Point-per-instance localization data
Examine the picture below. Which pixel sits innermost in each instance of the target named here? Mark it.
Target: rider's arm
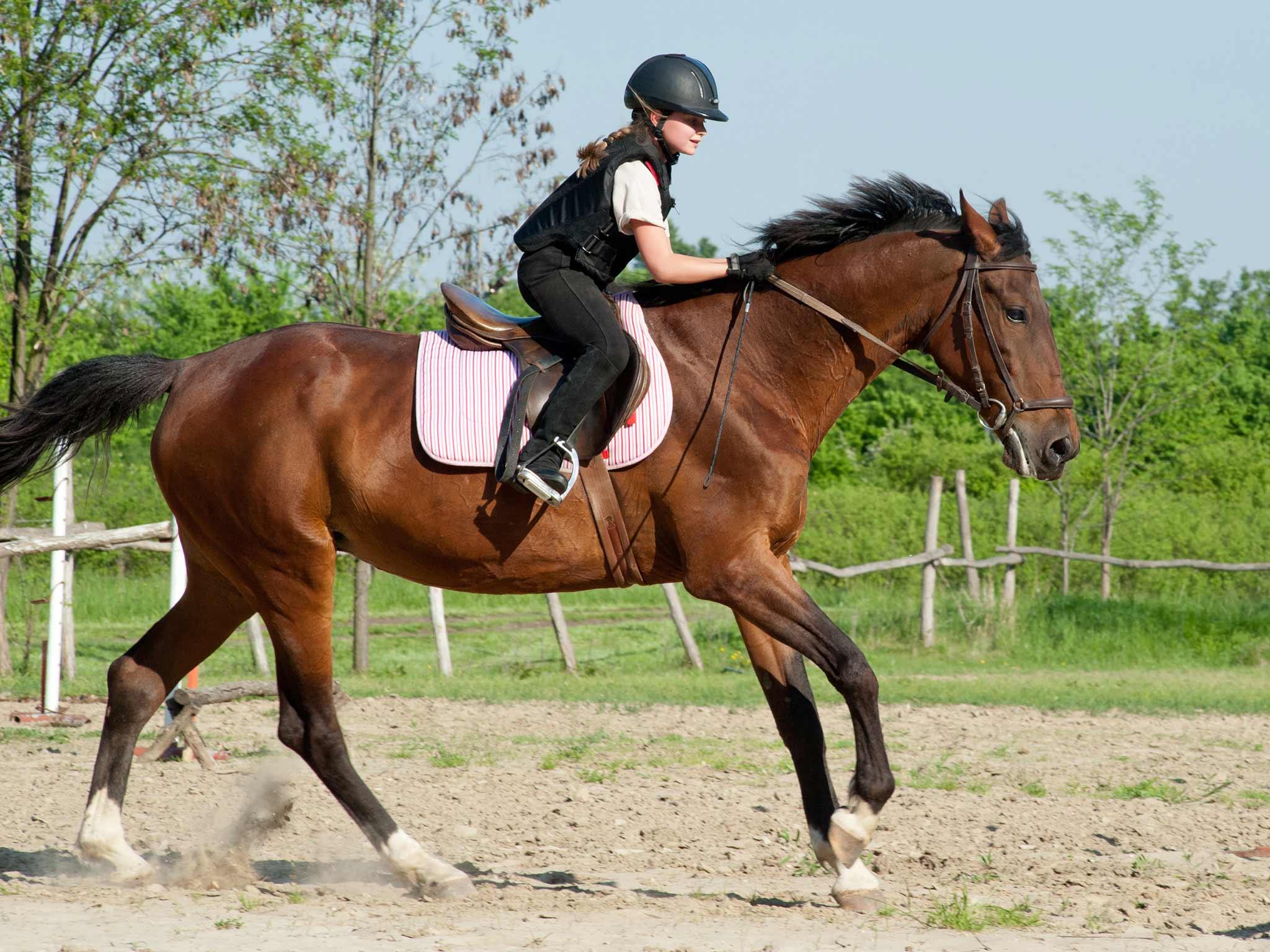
(671, 268)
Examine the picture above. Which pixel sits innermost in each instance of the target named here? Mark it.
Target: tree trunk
(373, 159)
(1108, 519)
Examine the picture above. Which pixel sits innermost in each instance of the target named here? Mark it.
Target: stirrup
(530, 480)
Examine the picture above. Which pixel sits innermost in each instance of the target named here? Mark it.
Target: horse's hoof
(138, 874)
(458, 888)
(856, 902)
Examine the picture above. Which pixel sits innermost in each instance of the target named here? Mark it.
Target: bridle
(970, 298)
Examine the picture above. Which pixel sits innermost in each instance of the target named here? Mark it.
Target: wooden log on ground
(220, 694)
(681, 625)
(933, 541)
(87, 540)
(963, 513)
(802, 565)
(562, 630)
(1141, 563)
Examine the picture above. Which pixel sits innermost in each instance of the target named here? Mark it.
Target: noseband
(970, 296)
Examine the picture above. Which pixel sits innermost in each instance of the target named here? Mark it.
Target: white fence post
(175, 589)
(56, 592)
(681, 624)
(963, 513)
(255, 637)
(562, 630)
(933, 541)
(1008, 591)
(437, 606)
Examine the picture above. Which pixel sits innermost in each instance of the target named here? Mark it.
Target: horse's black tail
(91, 399)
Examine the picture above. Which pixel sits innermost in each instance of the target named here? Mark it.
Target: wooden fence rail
(1203, 564)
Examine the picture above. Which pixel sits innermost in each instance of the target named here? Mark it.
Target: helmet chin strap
(671, 157)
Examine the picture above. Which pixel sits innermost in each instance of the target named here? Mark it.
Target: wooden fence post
(1008, 592)
(681, 625)
(933, 541)
(963, 512)
(69, 583)
(437, 609)
(362, 615)
(562, 630)
(255, 637)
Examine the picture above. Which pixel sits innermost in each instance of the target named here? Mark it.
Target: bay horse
(282, 448)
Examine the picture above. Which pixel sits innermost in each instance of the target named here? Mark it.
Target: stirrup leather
(530, 480)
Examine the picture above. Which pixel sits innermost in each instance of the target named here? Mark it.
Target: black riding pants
(578, 314)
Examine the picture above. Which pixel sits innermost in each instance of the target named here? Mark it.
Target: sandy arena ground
(659, 829)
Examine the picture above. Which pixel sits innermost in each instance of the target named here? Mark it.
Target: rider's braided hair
(591, 154)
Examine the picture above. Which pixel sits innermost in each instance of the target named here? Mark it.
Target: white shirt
(636, 197)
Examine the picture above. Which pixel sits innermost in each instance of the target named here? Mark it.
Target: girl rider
(590, 229)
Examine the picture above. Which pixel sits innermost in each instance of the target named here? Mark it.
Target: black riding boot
(544, 461)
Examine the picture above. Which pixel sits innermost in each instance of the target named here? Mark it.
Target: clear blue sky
(997, 99)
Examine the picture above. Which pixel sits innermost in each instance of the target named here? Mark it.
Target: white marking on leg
(431, 875)
(854, 881)
(850, 831)
(825, 852)
(102, 839)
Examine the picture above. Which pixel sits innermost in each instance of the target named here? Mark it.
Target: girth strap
(610, 526)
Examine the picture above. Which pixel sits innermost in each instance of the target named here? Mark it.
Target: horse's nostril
(1061, 450)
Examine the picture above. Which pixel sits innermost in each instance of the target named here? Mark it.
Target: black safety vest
(578, 216)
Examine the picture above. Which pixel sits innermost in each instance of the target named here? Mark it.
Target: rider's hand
(752, 266)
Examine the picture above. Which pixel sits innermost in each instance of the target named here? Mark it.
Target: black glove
(752, 266)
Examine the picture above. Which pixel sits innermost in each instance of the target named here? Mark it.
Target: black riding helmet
(673, 83)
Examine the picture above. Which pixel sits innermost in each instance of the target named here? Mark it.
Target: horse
(280, 450)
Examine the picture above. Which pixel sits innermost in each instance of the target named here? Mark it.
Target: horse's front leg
(771, 607)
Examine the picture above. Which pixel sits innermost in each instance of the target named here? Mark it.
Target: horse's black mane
(870, 207)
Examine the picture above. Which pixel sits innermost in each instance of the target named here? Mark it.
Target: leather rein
(970, 298)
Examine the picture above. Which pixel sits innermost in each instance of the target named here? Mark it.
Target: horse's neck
(887, 284)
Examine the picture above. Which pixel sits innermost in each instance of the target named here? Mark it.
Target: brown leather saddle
(474, 325)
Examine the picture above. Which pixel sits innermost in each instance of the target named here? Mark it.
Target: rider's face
(682, 133)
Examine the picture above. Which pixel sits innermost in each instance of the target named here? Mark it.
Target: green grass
(962, 914)
(1064, 654)
(1148, 790)
(1256, 799)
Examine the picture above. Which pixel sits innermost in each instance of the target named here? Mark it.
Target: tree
(413, 138)
(123, 126)
(1130, 351)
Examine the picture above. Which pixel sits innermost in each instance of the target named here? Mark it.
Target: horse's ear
(978, 230)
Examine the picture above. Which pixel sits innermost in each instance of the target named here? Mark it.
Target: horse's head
(995, 340)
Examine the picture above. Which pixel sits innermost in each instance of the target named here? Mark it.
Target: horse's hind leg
(783, 677)
(138, 683)
(760, 587)
(298, 612)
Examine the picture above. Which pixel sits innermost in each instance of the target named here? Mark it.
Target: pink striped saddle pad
(460, 398)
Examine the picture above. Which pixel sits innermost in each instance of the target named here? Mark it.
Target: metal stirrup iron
(531, 482)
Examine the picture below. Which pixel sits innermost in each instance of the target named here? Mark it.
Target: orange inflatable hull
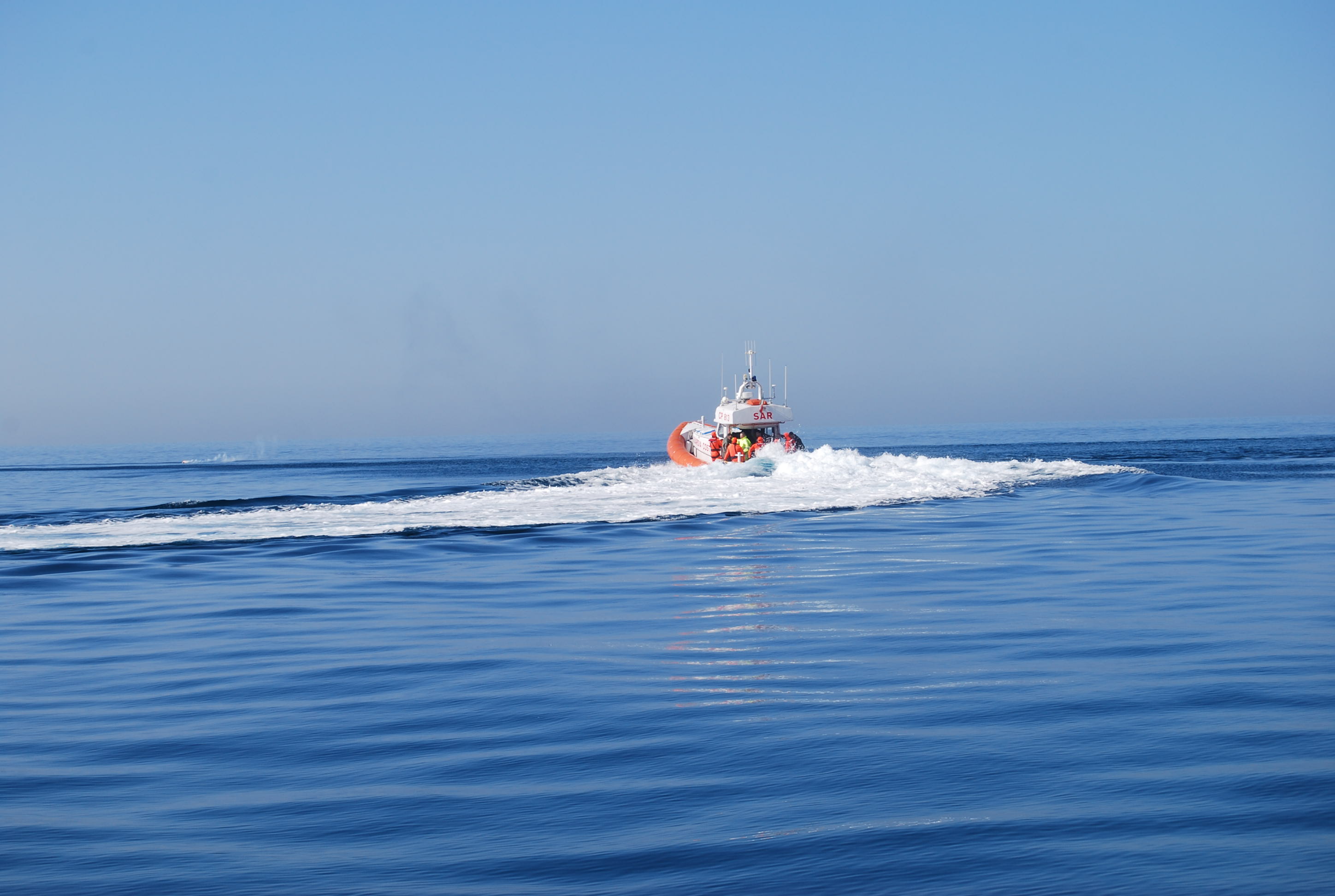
(677, 449)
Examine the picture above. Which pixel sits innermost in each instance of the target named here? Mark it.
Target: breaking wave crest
(772, 483)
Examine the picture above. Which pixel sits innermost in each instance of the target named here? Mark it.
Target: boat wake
(772, 483)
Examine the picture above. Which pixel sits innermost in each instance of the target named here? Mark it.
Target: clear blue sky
(326, 219)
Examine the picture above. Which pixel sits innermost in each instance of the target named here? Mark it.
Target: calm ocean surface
(1081, 659)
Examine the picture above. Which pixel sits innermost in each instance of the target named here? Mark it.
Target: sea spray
(772, 483)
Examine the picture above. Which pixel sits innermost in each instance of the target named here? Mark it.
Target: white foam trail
(774, 483)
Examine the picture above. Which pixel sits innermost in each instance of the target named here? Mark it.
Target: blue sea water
(1081, 659)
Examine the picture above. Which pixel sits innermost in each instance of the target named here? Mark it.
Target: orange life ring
(677, 449)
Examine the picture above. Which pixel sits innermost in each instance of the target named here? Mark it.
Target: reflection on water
(767, 644)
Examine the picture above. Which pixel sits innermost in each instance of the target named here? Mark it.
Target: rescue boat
(743, 424)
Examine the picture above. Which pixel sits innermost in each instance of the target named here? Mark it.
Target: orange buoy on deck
(677, 449)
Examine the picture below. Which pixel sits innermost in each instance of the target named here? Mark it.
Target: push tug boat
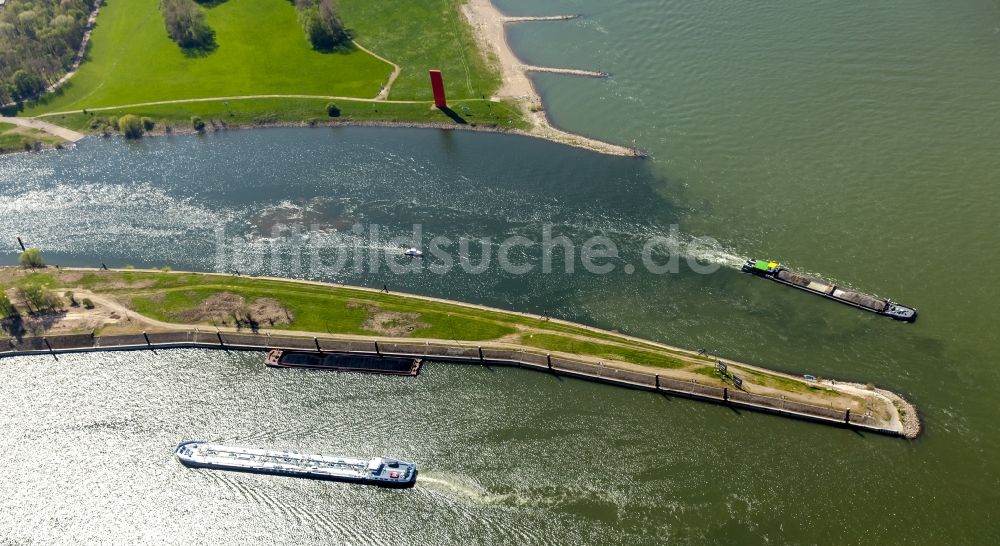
(376, 471)
(778, 273)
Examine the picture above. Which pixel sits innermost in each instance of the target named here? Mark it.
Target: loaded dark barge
(344, 362)
(778, 273)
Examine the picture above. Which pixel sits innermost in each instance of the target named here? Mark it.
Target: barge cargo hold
(778, 273)
(376, 471)
(344, 362)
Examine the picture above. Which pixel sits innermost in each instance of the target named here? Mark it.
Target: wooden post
(51, 352)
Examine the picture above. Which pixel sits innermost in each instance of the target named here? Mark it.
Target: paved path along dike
(452, 352)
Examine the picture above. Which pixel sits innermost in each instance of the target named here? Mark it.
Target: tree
(27, 85)
(39, 39)
(186, 24)
(31, 257)
(322, 25)
(131, 126)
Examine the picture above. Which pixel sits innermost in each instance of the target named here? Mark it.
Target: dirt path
(383, 93)
(488, 24)
(61, 132)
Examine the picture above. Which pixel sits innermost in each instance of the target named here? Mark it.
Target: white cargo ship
(376, 471)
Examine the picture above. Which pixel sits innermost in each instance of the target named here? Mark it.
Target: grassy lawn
(172, 297)
(419, 35)
(192, 299)
(263, 111)
(261, 50)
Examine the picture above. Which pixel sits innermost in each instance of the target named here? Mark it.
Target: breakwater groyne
(530, 18)
(452, 352)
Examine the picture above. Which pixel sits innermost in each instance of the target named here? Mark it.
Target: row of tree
(322, 25)
(38, 42)
(186, 25)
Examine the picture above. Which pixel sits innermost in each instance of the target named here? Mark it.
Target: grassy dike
(262, 50)
(292, 111)
(167, 301)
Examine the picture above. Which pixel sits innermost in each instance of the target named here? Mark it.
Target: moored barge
(378, 471)
(780, 274)
(344, 362)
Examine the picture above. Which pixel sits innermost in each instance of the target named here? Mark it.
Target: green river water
(855, 140)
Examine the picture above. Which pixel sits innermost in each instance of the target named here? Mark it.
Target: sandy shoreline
(488, 26)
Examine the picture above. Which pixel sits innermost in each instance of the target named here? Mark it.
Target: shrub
(31, 257)
(131, 126)
(7, 308)
(186, 24)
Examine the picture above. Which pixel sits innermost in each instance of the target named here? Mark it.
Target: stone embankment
(467, 353)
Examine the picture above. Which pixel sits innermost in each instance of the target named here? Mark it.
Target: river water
(852, 140)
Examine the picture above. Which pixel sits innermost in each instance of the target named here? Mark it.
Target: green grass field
(312, 309)
(261, 50)
(249, 112)
(169, 297)
(419, 35)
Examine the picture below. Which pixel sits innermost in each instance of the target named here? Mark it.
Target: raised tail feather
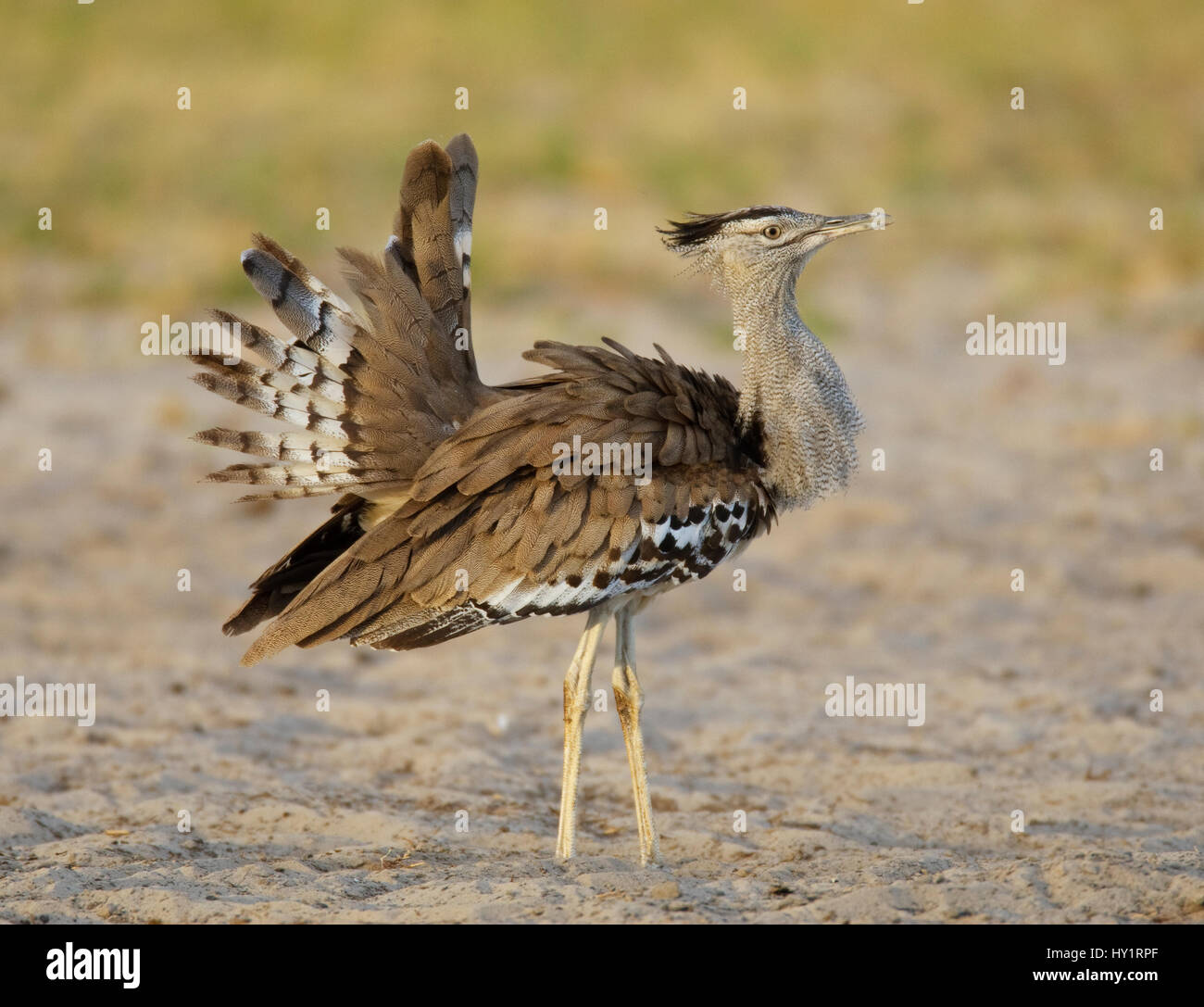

• Task item
Lines from the one containing "Target: grassy lawn" through the end of the entries above, both included, are to be written out exactly; no pictures and no other lines.

• Exercise result
Target: grassy lawn
(172, 297)
(419, 35)
(192, 299)
(263, 111)
(261, 50)
Examine the picture above. Which pixel sits innermost in each instance of the target named here? Mark it.
Target: breakwater groyne
(530, 18)
(452, 352)
Examine the picture above. Which pixel sits innermost in each instance of the target named here? Mark it.
Target: row of tree
(322, 25)
(38, 42)
(186, 25)
Examine the picture above. Which pixel sits innermost in each instance of the target named here? Mark it.
Target: grassy dike
(262, 50)
(292, 111)
(167, 301)
Examine the picture above. Which pixel sits innermost in each instance of the target named here? Mark it.
Target: moored barge
(378, 471)
(780, 274)
(344, 362)
Examine the picture above. Which pixel sits innermost in each instance of the target named here? Mark it.
Target: green river water
(855, 140)
Examine the picture above. Which pixel sits innermost in each instance of the target named here? Mark it.
Target: sandy shoreline
(488, 26)
Examine the picture above. Which pixel sits innermost in each instance of the target named here? Mark it.
Target: shrub
(31, 257)
(131, 126)
(7, 308)
(186, 24)
Examine the picture above. Which pixel sits innermost in each instance of the target named here? Mark it.
Target: stone embankment
(467, 353)
Examine the picture above. Which pixel sits innermost in each instance of the target named here? Mark it.
Target: river water
(852, 140)
Examine the picture above. Which pixel sits innermost in each instance of the target named here? Mark it.
Target: green grass field
(312, 309)
(261, 50)
(249, 112)
(169, 297)
(419, 35)
Examine the picture below. Which pixel sits innermost in each instance of the target named here? Mark it.
Target: raised tail feather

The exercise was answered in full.